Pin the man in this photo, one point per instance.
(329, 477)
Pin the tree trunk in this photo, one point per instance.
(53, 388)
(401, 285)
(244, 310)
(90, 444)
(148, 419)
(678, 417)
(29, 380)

■ ■ ■ ■ ■ ■ ■

### Given task:
Copy the entries above word for word, keeping every line as it appears.

### Exercise output:
Pin the man in this photo, one point per instance.
(329, 477)
Pin the tree trunk in this photo, one point per instance.
(53, 388)
(401, 285)
(244, 310)
(90, 444)
(148, 419)
(678, 417)
(29, 380)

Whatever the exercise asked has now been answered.